» **Work order**
Search the entries below for the word "smoke", then copy each line in which it is found.

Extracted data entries
==*==

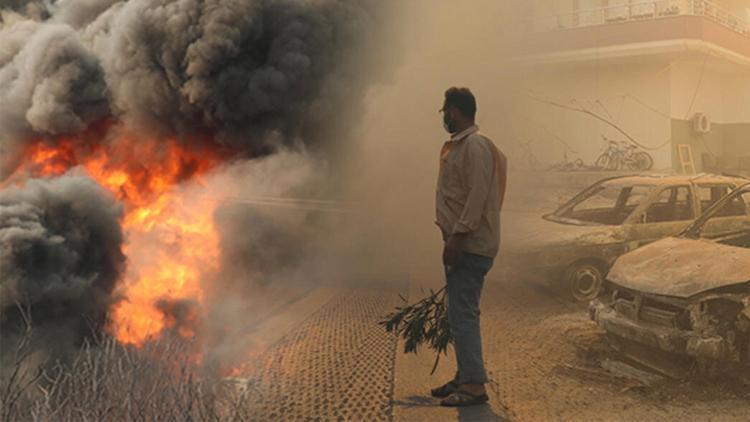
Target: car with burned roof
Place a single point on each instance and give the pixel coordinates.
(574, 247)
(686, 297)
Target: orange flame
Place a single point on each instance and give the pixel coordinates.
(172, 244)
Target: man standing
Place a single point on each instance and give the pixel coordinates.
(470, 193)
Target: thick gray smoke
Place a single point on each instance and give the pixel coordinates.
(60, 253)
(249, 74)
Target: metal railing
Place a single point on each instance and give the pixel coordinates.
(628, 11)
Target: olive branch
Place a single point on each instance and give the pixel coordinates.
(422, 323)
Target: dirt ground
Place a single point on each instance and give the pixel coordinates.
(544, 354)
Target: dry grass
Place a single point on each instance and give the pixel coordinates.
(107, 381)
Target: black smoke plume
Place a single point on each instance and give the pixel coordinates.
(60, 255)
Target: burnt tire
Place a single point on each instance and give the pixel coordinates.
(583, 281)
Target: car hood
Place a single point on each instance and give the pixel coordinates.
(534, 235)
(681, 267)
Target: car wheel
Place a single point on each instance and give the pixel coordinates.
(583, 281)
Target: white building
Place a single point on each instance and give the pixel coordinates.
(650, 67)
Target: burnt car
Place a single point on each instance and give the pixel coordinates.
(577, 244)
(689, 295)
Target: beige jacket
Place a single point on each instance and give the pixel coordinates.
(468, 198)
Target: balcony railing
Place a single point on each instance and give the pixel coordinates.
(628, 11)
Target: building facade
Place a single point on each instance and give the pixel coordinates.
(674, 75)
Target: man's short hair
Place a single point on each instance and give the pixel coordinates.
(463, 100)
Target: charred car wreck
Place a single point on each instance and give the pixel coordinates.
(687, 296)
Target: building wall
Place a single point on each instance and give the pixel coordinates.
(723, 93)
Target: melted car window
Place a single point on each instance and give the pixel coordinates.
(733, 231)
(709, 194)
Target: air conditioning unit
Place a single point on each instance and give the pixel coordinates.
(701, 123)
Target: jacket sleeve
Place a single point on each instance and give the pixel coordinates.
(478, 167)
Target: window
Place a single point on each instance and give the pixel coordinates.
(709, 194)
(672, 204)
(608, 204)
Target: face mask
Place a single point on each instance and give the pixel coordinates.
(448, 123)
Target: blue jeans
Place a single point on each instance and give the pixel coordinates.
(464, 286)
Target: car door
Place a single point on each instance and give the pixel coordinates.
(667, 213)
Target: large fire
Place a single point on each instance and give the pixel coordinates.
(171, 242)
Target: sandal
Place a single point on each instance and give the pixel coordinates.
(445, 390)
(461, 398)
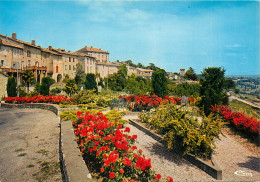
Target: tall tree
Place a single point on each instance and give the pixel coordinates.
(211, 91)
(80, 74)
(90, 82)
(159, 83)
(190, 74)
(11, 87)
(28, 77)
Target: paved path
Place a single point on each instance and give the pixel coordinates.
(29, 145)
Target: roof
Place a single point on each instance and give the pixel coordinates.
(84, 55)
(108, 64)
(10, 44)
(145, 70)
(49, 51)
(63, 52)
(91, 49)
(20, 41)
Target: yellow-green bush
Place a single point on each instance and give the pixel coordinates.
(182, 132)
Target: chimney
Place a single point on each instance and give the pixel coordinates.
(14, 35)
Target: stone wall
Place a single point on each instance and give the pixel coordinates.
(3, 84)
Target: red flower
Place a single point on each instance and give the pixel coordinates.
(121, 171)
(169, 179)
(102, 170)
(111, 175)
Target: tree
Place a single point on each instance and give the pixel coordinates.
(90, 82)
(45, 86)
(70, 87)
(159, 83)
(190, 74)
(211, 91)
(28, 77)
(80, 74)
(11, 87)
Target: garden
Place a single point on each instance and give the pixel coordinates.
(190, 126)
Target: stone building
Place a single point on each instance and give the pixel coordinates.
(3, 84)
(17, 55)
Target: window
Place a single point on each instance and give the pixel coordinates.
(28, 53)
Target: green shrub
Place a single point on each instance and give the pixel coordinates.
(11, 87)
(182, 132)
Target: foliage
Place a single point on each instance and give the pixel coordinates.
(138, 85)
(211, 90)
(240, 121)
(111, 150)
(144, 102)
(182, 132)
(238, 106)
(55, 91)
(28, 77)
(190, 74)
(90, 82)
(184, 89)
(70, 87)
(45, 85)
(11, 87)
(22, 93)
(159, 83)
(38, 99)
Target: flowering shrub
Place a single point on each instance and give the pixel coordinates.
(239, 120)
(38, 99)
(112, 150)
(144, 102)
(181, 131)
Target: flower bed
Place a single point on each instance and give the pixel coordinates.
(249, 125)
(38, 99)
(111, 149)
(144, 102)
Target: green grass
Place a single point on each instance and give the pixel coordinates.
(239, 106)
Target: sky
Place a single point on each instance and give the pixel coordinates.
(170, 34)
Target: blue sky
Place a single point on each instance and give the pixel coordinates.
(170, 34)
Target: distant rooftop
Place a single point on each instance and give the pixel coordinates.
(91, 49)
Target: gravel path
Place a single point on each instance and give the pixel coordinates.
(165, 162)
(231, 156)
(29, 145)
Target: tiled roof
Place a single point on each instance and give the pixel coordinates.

==*==

» **Solution for this exercise**
Target: thick gray smoke
Target: black smoke plume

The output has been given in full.